◆ Given task: Locate the line that contains "Front: indicate one pin on every instance of the white sleeve" in the entries below. Retype it and all following lines through the final one, character for character.

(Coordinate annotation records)
++++++++++

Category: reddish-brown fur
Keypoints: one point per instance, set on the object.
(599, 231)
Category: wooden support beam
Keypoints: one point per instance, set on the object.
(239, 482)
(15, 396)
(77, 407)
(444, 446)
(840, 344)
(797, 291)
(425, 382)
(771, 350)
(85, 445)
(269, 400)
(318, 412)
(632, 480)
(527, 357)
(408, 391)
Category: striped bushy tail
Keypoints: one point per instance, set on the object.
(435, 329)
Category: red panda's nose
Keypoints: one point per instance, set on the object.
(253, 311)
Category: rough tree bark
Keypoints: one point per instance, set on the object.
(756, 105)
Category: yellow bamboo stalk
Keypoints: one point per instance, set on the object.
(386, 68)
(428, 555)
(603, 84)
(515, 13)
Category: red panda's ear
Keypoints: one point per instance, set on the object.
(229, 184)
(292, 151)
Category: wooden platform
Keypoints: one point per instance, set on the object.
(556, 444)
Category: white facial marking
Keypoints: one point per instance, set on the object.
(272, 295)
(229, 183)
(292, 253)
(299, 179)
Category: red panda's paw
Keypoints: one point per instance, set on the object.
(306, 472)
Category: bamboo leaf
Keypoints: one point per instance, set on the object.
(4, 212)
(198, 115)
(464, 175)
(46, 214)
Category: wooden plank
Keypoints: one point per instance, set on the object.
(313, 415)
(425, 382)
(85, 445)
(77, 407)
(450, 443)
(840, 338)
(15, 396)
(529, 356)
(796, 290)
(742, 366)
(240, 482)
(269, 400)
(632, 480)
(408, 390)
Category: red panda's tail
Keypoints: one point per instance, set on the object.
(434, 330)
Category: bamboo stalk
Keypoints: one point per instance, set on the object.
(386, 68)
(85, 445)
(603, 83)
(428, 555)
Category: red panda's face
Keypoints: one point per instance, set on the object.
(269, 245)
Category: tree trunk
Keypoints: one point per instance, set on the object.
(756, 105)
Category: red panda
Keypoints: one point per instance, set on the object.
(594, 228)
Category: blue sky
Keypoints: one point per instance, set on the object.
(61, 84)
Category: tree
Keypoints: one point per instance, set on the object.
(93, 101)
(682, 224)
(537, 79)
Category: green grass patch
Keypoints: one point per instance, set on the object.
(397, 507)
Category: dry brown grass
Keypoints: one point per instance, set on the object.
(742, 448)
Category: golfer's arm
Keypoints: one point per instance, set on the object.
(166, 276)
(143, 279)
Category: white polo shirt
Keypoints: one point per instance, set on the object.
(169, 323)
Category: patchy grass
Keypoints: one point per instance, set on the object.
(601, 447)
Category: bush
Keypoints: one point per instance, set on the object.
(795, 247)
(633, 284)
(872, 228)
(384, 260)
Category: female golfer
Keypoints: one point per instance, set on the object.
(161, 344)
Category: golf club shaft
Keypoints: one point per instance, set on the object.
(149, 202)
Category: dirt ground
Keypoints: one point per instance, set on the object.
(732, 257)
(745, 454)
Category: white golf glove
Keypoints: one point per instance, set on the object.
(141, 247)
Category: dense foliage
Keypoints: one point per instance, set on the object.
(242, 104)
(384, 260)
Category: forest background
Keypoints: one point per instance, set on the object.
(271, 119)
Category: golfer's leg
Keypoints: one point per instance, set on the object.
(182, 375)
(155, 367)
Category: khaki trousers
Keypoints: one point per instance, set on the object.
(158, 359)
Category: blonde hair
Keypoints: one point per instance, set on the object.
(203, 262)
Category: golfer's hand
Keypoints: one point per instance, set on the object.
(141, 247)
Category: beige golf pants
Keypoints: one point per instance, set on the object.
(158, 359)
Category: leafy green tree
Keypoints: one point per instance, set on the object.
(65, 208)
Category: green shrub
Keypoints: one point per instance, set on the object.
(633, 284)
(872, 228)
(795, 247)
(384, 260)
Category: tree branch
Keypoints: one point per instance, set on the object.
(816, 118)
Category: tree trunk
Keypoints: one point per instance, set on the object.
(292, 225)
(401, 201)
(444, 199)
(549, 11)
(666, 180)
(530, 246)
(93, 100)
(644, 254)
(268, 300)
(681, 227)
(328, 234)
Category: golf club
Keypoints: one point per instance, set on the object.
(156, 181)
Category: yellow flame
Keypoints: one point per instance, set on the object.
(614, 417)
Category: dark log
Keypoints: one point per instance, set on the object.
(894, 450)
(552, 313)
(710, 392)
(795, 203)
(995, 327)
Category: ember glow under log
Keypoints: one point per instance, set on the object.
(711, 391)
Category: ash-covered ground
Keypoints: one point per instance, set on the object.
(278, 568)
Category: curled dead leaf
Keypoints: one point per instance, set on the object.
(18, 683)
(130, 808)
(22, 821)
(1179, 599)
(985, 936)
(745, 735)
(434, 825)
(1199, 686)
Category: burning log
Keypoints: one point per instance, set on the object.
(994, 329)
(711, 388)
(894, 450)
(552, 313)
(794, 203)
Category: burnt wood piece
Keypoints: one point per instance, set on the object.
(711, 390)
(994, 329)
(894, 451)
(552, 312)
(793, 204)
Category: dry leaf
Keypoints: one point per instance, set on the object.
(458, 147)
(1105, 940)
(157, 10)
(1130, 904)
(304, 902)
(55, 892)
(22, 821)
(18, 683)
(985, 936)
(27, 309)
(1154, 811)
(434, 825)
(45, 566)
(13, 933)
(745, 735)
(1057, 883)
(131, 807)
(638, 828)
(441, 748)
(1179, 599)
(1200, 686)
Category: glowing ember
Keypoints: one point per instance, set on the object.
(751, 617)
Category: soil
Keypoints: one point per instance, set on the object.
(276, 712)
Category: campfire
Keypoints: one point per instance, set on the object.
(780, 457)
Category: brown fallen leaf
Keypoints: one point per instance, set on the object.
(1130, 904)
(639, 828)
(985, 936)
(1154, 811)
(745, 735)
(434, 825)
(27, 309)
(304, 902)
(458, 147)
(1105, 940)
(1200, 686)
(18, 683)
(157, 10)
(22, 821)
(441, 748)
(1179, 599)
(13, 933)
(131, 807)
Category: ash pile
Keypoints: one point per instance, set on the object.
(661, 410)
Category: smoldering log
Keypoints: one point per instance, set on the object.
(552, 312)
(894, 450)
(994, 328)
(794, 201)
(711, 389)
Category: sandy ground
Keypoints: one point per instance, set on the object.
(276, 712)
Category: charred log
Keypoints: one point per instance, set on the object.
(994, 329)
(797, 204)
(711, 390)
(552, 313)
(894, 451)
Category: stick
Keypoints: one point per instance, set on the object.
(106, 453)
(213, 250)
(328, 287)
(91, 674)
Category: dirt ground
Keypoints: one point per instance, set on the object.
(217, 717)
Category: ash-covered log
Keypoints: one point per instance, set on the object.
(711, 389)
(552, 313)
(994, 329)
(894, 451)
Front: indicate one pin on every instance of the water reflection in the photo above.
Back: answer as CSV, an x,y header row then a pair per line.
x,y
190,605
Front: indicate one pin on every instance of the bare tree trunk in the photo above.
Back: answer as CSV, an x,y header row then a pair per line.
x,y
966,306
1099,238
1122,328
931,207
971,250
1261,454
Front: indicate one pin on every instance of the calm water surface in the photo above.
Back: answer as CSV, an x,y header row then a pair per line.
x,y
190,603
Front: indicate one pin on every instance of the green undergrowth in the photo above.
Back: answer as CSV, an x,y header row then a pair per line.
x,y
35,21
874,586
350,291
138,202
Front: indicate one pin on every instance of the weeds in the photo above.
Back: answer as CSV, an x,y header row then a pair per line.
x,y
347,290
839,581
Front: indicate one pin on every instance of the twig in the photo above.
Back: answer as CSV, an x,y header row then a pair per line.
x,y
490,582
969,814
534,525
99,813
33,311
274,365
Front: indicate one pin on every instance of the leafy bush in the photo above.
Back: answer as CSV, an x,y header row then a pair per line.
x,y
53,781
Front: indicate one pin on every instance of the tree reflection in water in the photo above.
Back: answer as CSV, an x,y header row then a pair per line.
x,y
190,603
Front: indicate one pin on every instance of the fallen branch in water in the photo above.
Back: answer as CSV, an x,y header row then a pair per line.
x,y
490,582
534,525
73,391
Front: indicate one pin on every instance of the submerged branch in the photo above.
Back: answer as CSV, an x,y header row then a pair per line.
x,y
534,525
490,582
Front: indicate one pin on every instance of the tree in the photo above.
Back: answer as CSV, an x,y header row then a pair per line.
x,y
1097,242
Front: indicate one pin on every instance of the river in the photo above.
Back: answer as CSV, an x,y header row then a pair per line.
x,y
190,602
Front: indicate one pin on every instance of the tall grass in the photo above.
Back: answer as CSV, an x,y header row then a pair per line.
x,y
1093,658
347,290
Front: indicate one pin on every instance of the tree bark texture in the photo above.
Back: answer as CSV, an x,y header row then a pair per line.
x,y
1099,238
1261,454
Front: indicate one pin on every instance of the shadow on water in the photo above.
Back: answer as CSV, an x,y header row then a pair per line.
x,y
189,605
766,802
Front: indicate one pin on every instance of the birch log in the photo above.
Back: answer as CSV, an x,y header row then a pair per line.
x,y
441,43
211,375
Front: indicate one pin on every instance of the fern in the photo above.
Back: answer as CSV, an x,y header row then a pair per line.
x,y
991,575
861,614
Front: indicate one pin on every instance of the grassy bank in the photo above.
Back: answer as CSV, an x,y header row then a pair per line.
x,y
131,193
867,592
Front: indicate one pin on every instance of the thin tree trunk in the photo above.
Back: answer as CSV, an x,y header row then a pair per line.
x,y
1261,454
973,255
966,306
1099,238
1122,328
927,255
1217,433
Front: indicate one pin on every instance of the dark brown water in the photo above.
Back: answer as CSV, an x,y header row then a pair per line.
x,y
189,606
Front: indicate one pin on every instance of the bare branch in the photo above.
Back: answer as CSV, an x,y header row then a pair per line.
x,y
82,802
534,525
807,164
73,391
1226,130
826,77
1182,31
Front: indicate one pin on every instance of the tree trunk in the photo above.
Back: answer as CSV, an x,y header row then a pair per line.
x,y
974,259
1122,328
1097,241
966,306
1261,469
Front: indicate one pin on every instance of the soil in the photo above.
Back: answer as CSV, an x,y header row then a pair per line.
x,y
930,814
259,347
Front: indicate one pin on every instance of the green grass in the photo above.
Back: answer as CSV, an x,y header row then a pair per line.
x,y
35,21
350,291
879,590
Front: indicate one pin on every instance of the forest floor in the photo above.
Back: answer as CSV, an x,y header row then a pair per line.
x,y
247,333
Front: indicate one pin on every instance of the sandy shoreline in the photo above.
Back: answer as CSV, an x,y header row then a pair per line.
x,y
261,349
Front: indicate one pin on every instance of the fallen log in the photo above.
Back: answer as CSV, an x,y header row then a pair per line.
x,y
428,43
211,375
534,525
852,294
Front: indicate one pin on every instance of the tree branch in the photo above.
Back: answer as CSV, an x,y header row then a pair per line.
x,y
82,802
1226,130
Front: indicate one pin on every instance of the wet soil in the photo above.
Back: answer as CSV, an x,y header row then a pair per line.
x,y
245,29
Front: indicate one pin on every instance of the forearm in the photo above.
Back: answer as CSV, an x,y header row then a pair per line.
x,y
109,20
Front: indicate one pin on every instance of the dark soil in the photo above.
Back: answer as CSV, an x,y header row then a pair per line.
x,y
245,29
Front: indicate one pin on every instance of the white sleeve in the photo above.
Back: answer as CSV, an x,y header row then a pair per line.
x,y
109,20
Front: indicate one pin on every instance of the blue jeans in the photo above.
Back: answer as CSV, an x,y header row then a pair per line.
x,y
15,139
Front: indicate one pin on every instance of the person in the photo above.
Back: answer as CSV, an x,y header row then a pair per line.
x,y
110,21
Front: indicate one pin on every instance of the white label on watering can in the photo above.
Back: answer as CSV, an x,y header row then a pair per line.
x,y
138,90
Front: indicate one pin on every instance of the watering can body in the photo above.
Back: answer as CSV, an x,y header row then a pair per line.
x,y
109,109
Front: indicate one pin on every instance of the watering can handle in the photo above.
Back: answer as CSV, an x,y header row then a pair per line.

++++++++++

◆ Response to this task:
Front: indicate one pin on every instance of the white sleeve in the photo above.
Back: answer as CSV, an x,y header row then a pair per line.
x,y
109,20
Front: indicate one pin on every instance of the blue jeans in the photo above.
Back: answer as CSV, an x,y header row then a pair per line.
x,y
15,139
Front: indicate one pin on every instance of the person in the photo above.
Back: answer as CSV, an x,y header row then a pair per line.
x,y
110,21
Front: indicate one pin on every instance of the white label on watering can in the photo above.
Back: answer as CSV, an x,y header row then a pair per line.
x,y
138,90
Front: indicate one pin on every instance of the watering can body in the photo above.
Back: answer as CSV, an x,y header row then a pair per line.
x,y
109,109
Front: indicate one pin on every instance of the watering can handle in the photo above.
Back: answer as CSV, an x,y header row then a pair per line.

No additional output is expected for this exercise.